## EXERCISE DESCRIPTION
Convert the stretch of records from the line containing "We need bounding boxes for sky" through the line containing "[41,103,58,113]", both included, into a numbered list with blank lines dropped.

================================

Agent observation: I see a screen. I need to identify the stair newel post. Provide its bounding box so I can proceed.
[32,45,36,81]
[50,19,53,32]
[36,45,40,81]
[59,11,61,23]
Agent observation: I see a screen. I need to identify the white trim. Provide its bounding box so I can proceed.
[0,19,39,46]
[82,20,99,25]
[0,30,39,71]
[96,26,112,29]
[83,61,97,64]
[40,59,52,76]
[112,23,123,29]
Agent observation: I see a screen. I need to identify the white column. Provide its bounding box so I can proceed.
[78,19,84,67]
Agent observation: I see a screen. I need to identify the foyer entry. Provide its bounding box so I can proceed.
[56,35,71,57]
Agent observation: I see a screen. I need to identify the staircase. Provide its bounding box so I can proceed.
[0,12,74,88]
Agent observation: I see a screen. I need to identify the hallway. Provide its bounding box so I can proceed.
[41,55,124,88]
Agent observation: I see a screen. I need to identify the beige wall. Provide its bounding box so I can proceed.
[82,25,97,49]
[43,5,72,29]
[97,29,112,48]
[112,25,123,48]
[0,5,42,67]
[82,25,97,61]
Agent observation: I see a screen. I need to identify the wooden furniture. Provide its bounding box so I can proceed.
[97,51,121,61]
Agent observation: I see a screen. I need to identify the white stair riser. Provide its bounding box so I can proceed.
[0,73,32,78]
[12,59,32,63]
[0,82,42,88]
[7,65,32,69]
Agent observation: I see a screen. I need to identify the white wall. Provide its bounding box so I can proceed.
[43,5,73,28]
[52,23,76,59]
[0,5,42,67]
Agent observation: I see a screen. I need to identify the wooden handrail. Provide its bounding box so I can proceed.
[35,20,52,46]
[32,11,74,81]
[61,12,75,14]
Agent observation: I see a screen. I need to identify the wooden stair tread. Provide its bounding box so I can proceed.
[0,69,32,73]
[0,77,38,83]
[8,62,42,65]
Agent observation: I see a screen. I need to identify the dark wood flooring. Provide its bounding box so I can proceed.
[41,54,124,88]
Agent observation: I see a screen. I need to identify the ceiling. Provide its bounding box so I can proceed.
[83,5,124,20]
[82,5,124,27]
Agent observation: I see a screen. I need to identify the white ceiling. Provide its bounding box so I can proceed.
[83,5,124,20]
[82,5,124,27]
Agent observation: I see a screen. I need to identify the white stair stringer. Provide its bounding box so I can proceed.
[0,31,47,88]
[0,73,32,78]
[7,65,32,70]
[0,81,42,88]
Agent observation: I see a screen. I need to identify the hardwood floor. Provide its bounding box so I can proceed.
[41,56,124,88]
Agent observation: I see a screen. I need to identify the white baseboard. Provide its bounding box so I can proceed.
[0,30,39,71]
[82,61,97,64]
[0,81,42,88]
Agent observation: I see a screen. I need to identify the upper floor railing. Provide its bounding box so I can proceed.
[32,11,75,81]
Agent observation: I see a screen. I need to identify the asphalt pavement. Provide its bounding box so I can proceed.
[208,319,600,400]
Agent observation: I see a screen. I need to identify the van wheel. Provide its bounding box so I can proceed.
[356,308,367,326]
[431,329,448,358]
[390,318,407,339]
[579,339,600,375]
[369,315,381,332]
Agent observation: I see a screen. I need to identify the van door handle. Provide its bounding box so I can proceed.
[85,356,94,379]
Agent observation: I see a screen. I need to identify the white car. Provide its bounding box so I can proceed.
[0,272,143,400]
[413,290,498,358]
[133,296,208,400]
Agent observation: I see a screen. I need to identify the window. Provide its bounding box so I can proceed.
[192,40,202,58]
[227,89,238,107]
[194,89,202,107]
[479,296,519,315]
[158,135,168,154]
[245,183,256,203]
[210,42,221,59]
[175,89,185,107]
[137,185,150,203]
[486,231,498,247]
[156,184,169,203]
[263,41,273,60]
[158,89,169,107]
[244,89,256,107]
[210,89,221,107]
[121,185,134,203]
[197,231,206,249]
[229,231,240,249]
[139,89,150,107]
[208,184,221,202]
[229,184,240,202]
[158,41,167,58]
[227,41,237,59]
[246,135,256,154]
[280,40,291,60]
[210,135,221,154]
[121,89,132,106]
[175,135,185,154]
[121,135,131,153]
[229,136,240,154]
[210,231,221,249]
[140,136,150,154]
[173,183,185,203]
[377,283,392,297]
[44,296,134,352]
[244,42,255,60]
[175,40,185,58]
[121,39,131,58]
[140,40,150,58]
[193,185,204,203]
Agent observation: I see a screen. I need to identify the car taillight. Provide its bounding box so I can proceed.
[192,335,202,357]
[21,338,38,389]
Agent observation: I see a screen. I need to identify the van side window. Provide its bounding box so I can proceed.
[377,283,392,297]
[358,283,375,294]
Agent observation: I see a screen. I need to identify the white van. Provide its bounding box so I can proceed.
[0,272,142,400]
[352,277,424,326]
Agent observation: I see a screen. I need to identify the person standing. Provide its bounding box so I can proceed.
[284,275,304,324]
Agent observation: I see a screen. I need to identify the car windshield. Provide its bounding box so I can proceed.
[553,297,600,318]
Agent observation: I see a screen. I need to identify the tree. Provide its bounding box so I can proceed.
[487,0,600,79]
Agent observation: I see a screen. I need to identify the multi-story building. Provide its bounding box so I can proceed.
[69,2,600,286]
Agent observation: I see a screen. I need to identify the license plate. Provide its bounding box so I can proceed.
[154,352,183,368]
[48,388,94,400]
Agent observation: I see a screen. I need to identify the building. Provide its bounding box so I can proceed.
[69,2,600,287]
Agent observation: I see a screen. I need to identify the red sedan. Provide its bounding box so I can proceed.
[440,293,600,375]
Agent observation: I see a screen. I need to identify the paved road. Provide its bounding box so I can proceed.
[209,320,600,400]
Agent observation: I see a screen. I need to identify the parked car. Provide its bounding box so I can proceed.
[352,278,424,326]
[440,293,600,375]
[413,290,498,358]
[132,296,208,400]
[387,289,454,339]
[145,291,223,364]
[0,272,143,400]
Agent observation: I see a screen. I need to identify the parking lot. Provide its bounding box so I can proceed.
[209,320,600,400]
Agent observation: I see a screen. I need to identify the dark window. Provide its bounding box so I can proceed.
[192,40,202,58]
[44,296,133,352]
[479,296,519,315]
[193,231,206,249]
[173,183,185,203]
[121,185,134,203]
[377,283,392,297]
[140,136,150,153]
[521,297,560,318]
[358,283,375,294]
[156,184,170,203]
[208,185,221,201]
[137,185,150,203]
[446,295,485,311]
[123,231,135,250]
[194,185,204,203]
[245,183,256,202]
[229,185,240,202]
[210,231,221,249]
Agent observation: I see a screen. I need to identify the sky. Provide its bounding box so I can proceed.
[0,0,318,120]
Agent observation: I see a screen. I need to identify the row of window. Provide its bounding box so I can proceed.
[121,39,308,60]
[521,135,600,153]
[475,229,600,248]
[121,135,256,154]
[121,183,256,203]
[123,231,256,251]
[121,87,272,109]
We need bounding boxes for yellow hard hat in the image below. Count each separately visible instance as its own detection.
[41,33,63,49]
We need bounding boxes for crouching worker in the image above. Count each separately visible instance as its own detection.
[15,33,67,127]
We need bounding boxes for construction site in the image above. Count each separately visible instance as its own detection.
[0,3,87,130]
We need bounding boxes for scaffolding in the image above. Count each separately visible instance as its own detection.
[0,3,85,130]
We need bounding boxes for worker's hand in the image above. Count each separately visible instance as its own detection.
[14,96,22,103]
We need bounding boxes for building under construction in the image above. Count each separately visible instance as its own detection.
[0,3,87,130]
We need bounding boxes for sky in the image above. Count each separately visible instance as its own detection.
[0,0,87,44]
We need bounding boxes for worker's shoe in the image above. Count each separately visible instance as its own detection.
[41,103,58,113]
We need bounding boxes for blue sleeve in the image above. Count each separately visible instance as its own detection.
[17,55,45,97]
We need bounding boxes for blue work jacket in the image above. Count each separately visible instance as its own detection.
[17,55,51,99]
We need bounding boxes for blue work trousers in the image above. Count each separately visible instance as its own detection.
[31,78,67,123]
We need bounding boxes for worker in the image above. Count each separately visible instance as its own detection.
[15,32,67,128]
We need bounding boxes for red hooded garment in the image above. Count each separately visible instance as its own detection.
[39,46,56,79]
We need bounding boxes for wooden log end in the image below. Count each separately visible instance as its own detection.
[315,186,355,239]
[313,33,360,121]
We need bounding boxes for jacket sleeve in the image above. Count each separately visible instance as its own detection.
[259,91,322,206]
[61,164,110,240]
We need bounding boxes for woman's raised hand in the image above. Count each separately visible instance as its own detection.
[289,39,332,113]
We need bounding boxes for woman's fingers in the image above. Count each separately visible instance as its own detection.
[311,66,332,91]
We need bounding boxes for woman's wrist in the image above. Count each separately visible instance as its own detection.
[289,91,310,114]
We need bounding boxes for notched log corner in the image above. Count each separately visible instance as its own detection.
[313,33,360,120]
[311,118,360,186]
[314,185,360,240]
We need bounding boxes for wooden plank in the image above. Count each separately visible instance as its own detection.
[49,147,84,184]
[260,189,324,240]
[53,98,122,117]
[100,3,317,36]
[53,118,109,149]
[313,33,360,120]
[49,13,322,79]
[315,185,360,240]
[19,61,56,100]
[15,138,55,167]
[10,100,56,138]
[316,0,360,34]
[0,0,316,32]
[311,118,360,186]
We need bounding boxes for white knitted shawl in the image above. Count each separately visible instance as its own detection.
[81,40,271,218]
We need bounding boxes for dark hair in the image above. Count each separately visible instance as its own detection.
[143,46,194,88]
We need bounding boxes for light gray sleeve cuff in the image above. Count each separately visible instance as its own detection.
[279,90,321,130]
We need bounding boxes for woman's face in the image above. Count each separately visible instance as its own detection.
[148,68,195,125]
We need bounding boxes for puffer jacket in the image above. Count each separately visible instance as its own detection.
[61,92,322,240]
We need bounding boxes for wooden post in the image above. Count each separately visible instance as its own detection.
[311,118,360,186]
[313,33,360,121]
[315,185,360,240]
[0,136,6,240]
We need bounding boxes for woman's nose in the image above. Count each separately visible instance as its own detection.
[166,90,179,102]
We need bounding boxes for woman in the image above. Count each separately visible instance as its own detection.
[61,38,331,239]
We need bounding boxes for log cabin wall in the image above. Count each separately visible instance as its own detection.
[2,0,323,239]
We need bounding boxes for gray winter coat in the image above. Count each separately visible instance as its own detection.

================================

## WORKED SOLUTION
1. We need bounding boxes for sky in the image above. Count each separately visible instance as its own detection.
2. [0,0,87,44]
3. We need bounding boxes for worker's shoe in the image above. Count each separately visible instance as its own detection.
4. [41,103,58,113]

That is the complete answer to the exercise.